-- Start QUOTED PASSAGE --

In making an order for specific disclosure the court will have regard to the overriding objective and to the concept of proportionality. The overriding objective requires a party to give access to those documents which will assist the other side’s case; the court may exercise its discretion to order disclosure of such documents at any stage of proceedings, whether or not standard disclosure is underway. Before ordering disclosure, the court will need to be satisfied that the documents are relevant, relevance being ascertained by reference to the pleaded case and the factual issues in dispute on the pleadings: Harrods v Times Newspaper Ltd [2006] EWCA Civ 294.

Arguments as to the proper approach to disclosure in this case

18.

Mr Hermer described the Claimants as “broadly welcoming” a factual trial looking at the 3Cs, whilst expressing concern that the process of disclosure should look beyond both the PI trial and the factual trial. He submitted that the court should order appropriate disclosure now so as to prevent undue delay to the progression of the litigation after these trials, giving as an example the issue of negligence in relation to third party activity causing pollution.

-- End QUOTED PASSAGE --
-- Start RECORDS PROVIDED --

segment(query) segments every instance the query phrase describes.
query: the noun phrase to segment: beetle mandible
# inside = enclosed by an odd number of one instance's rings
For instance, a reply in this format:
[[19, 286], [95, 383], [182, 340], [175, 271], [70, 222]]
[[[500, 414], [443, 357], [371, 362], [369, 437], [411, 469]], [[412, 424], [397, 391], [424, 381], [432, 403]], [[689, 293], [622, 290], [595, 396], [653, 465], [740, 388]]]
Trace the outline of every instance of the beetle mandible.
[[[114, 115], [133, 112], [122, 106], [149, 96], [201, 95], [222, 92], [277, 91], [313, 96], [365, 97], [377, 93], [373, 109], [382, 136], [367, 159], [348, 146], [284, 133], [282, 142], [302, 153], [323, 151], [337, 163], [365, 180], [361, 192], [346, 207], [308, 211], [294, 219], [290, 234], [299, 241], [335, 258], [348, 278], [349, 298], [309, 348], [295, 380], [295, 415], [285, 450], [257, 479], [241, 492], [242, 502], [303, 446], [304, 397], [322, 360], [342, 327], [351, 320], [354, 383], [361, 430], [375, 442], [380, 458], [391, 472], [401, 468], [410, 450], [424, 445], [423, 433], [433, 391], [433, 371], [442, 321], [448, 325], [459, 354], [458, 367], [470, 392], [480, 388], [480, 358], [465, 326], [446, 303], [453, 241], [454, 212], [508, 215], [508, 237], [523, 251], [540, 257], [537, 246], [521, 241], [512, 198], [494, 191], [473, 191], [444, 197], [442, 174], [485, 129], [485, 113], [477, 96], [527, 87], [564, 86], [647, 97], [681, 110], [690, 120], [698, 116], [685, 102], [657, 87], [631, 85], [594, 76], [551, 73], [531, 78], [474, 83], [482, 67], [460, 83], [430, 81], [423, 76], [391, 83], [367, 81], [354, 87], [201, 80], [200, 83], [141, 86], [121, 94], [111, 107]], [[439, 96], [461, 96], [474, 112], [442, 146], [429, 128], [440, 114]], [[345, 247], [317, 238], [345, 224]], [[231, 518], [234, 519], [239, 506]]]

-- End RECORDS PROVIDED --

**REQUIRED WORK:**
(1) Convert the listing lines from its first line through the line holding "Trace the outline", inclusive, into a numbered list, leaving out any blank lines.
(2) Carry on the passage about court-ordered disclosure from its last sentence.
The passage on court-ordered disclosure and the listing have no connection to each other.

**ANSWERS TO THE EXERCISES:**
(1)
1. segment(query) segments every instance the query phrase describes.
2. query: the noun phrase to segment: beetle mandible
3. # inside = enclosed by an odd number of one instance's rings
4. For instance, a reply in this format:
5. [[19, 286], [95, 383], [182, 340], [175, 271], [70, 222]]
6. [[[500, 414], [443, 357], [371, 362], [369, 437], [411, 469]], [[412, 424], [397, 391], [424, 381], [432, 403]], [[689, 293], [622, 290], [595, 396], [653, 465], [740, 388]]]
7. Trace the outline of every instance of the beetle mandible.

(2)
19.

As to specific disclosure, Mr Hermer pointed out that this was in fact more like staged disclosure of material which would anyway fall to be disclosed under standard disclosure requirements. What they were seeking were specific categories of relevant and disclosable documents now, rather than later.

20.

Referring to the disclosure decision of Fraser J (as he then was) in the Mercedes “diesel-gate” litigation (Cavallari v Mercedes Benz Group AG [2023] EWHC 1888 (KB)) Mr Hermer submitted that here there is a similar “informational asymmetry” between the parties, where Shell has all the information about its operations in Bille and the Claimants have none, or at any rate very little and incomplete information. He argued that, in fairness to the Claimants given that asymmetry, they should be given disclosure of all documents in the hands of the Defendants bearing on their operations in Bille during the relevant period. He argued that the Claimants’ experts need this information in order to identify particular polluting events, allowing the Claimants to particularise their case on causation by making the links (breach to event and event to loss) which are currently absent.

21.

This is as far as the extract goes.